## [REQUIREMENT]
Lay out the lines from the start of the records through the line containing "positive clicks: (135, 122)" as a JSON list of strings, with one string per line and blank lines omitted.

## [Saved entries]
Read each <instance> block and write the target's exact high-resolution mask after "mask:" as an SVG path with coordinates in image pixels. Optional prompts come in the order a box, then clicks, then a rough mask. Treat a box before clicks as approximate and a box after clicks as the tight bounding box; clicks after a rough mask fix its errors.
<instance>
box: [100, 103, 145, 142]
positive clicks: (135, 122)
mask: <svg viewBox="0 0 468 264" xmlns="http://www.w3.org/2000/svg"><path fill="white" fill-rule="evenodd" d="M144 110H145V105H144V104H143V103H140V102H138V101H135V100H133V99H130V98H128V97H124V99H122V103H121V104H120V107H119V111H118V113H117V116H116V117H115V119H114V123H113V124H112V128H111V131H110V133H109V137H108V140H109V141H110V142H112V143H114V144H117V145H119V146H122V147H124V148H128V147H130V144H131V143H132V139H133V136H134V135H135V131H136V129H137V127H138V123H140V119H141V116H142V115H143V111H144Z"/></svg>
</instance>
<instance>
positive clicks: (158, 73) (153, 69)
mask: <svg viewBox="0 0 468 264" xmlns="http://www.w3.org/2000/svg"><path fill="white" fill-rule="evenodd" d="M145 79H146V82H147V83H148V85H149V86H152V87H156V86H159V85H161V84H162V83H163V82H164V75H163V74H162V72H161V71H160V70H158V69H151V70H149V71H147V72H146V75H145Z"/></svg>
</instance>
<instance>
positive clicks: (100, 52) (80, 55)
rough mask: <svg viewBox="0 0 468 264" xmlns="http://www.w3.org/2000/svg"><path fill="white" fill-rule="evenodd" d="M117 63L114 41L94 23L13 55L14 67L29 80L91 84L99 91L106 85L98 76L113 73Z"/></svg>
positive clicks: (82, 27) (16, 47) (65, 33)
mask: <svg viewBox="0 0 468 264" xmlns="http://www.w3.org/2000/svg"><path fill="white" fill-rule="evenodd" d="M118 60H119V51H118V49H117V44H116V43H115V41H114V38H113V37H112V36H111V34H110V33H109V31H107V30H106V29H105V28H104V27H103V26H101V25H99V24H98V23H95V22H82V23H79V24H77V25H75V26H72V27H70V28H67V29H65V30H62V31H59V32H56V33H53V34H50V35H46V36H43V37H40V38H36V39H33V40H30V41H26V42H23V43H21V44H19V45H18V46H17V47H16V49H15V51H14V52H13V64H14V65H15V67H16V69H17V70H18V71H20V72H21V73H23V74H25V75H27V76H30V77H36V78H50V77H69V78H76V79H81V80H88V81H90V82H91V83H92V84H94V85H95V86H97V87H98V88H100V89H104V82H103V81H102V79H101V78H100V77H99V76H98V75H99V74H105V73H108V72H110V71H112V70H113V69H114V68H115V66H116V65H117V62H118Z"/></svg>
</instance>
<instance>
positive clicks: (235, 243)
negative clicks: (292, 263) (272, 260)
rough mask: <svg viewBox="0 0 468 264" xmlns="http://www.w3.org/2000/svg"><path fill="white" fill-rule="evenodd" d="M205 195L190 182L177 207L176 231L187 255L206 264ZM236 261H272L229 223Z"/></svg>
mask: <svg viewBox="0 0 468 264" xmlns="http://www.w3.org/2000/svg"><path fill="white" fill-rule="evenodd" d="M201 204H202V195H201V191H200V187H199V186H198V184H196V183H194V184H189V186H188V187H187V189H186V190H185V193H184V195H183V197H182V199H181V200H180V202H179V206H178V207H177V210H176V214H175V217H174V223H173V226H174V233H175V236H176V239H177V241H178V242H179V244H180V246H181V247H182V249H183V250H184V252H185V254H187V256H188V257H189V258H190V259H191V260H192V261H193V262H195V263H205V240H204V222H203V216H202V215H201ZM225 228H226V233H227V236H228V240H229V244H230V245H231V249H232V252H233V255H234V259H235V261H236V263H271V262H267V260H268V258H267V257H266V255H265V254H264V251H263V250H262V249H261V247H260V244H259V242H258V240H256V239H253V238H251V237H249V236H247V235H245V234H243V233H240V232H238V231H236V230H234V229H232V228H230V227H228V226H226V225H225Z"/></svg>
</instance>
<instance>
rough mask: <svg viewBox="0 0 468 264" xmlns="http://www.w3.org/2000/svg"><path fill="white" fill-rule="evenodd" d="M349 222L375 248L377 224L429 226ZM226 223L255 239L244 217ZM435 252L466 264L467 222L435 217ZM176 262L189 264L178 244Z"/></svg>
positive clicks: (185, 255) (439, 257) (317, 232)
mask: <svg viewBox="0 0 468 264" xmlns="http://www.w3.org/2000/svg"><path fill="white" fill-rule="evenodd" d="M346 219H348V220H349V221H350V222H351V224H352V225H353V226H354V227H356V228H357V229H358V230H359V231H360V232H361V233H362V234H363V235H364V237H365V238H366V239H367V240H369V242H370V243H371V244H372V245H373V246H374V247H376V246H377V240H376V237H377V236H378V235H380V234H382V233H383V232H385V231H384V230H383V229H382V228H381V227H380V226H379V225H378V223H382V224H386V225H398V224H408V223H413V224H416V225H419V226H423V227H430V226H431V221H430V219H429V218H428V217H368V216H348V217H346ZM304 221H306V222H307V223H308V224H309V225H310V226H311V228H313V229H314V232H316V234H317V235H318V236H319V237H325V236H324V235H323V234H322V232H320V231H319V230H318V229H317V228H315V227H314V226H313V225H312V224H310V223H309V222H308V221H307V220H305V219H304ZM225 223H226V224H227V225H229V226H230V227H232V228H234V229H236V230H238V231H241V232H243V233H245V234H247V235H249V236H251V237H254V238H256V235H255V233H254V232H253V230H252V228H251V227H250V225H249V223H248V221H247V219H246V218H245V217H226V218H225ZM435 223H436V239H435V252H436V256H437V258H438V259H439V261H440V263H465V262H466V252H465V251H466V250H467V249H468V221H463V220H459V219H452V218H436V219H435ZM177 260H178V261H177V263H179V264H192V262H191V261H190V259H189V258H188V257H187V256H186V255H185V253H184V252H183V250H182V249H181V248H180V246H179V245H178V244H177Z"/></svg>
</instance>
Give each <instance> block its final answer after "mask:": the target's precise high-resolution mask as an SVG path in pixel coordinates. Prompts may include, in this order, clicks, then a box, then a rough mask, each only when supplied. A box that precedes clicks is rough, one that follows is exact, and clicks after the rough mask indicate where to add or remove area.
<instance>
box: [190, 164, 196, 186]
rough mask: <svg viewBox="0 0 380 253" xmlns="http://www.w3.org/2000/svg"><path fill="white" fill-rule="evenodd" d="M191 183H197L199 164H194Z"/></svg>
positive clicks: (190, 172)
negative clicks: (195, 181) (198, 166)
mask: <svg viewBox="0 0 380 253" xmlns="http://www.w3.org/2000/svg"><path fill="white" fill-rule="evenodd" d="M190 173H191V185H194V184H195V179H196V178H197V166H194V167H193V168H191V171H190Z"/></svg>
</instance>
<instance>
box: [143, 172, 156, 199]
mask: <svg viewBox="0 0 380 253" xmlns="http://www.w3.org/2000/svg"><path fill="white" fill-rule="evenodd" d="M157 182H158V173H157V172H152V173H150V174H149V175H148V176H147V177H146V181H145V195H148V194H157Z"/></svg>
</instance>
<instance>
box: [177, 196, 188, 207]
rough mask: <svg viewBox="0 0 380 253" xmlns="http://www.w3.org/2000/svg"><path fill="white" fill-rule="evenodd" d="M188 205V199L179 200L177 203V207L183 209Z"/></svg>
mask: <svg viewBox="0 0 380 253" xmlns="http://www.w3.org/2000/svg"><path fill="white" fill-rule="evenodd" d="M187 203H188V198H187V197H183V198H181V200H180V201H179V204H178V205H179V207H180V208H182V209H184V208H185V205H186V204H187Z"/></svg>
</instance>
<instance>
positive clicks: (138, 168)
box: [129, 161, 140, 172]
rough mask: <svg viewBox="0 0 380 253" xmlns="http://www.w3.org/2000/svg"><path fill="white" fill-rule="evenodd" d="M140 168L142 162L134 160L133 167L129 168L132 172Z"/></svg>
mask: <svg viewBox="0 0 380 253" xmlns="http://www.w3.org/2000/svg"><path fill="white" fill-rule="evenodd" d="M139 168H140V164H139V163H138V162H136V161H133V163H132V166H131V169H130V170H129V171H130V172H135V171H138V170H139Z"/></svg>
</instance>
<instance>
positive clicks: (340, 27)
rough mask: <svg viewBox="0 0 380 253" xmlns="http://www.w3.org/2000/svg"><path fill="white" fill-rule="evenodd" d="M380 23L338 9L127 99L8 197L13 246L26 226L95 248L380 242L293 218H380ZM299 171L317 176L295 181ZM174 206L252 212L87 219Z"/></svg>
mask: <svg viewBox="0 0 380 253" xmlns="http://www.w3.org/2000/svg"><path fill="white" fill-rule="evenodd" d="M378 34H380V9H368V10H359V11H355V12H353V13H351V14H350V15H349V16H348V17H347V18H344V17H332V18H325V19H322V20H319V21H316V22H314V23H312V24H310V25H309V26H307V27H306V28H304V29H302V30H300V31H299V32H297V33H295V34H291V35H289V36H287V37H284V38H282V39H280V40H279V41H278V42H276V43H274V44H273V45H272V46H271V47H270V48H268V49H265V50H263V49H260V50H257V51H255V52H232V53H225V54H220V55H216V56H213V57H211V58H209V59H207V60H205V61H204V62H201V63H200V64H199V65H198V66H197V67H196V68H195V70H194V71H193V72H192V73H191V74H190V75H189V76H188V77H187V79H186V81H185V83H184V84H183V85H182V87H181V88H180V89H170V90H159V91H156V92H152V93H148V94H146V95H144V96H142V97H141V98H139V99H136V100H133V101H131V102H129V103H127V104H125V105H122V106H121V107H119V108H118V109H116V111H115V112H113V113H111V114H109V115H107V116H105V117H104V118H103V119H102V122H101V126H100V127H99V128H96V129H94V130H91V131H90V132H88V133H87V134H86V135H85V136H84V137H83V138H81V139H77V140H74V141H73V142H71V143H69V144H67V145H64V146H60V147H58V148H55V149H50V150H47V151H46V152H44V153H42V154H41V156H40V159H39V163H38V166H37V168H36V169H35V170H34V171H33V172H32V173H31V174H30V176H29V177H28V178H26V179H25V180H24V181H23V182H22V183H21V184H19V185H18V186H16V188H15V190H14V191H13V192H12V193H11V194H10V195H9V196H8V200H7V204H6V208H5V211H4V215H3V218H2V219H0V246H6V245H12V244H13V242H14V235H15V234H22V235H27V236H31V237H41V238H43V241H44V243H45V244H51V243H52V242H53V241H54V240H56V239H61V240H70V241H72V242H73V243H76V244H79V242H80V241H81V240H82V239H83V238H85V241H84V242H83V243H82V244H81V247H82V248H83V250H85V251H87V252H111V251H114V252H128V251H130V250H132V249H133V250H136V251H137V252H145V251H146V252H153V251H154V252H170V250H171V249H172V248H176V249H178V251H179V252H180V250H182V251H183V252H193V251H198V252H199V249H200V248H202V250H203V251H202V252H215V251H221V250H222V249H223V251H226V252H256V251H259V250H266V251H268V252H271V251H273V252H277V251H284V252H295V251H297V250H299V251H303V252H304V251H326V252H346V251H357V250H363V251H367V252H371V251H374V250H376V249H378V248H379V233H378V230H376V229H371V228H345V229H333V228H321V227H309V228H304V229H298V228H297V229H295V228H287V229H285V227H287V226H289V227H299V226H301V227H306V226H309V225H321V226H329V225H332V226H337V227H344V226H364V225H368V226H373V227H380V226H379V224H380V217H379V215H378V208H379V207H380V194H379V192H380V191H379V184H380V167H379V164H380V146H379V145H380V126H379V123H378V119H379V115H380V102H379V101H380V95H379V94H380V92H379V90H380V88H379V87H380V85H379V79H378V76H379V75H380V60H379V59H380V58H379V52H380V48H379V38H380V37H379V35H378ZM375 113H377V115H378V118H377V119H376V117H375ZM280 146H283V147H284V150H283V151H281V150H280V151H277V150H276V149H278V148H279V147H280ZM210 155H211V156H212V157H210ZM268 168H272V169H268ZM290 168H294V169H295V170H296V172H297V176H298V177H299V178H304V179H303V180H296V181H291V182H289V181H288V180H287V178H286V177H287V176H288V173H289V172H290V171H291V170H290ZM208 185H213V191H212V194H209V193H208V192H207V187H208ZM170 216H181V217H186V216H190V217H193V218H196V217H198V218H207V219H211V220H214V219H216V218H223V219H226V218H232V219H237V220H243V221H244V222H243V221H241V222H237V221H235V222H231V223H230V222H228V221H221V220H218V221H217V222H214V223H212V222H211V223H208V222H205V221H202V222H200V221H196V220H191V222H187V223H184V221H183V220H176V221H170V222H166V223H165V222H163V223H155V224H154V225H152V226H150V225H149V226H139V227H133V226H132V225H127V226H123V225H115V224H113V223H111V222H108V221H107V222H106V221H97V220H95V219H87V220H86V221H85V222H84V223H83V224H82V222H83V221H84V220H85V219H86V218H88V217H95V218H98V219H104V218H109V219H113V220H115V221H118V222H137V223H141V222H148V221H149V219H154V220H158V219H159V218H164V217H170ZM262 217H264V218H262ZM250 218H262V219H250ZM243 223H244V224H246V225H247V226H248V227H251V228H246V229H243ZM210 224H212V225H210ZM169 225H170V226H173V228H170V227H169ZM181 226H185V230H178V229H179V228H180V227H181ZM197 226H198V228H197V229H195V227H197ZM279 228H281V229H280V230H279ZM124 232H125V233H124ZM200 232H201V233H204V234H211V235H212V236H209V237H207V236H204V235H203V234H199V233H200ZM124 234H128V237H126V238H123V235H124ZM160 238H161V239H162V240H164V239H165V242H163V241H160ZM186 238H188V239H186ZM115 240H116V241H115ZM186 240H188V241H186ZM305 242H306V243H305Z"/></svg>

## [SOLUTION TO THIS EXERCISE]
[
  "Read each <instance> block and write the target's exact high-resolution mask after \"mask:\" as an SVG path with coordinates in image pixels. Optional prompts come in the order a box, then clicks, then a rough mask. Treat a box before clicks as approximate and a box after clicks as the tight bounding box; clicks after a rough mask fix its errors.",
  "<instance>",
  "box: [100, 103, 145, 142]",
  "positive clicks: (135, 122)"
]